(Pointing dataset excerpts)
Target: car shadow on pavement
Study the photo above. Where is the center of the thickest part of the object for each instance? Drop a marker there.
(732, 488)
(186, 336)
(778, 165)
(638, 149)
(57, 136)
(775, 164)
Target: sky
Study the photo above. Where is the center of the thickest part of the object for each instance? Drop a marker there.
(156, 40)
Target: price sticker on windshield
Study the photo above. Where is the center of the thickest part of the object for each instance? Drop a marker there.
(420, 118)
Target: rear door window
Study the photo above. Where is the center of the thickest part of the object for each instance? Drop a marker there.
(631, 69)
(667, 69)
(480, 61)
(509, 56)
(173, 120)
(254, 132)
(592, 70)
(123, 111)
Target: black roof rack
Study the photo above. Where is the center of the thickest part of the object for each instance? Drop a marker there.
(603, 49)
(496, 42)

Description of the task
Provide all the records again, word for word.

Expected output
Target: car shadow on pavement
Study the photo above. Where is the center of the thickest part of the object for each instance? Drop a marker there.
(732, 488)
(186, 336)
(778, 165)
(638, 149)
(57, 136)
(775, 164)
Target: sky
Study the photo above. Where is the center of the thickest part of the object for each instance? Drop a marker there.
(156, 40)
Target: price sticker on windshield
Study the photo above. Where is the center of the thickest part of the object for each instance? Drop a marker there.
(420, 118)
Target: rear door window
Study the photo above. Where is the center of the thickest part of the object for each instance? Drop a marker there.
(631, 69)
(667, 69)
(480, 61)
(509, 56)
(173, 120)
(254, 132)
(592, 70)
(123, 111)
Target: black roof rack
Study the photo above. Where is the center of the thickest part of the object for each instance? Drop a marker there.
(603, 49)
(496, 42)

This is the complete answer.